[Entries from an annotation dataset]

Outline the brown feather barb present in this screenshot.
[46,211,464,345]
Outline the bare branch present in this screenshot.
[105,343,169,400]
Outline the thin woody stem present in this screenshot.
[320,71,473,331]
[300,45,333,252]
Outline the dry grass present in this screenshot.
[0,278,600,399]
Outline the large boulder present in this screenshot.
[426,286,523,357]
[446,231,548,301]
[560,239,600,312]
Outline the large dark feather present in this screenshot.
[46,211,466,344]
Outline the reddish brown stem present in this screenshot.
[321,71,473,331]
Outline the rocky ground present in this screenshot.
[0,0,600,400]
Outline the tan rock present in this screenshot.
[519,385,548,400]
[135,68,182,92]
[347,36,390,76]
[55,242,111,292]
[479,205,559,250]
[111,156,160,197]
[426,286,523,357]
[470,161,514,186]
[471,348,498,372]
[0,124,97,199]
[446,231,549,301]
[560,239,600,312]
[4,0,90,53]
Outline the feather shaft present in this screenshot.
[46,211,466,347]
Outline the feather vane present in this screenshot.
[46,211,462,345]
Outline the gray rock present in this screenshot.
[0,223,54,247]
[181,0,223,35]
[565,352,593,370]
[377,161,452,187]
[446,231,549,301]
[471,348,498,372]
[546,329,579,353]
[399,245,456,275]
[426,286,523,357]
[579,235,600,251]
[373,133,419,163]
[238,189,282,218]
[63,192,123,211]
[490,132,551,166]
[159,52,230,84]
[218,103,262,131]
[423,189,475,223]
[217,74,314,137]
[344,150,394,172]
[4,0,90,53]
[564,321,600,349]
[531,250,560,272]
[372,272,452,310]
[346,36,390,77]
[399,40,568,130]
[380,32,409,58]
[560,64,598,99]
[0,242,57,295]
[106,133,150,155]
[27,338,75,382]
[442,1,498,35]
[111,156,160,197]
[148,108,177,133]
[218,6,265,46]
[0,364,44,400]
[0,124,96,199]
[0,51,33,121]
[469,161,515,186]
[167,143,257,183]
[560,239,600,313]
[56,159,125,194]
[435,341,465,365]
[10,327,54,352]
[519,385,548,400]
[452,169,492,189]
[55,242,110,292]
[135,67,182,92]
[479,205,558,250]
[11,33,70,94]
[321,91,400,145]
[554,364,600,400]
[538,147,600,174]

EXERCISE
Can you convert the records from the line with "Outline the feather vane" up to and including the line with "[46,211,462,345]" into a two-column CSV with the headers instruction and answer? Give each record one row, with its text and its answer each in a single quoted field and any line breaks replaced by spaces.

EXERCISE OUTPUT
instruction,answer
"Outline the feather vane present in this screenshot.","[46,211,462,345]"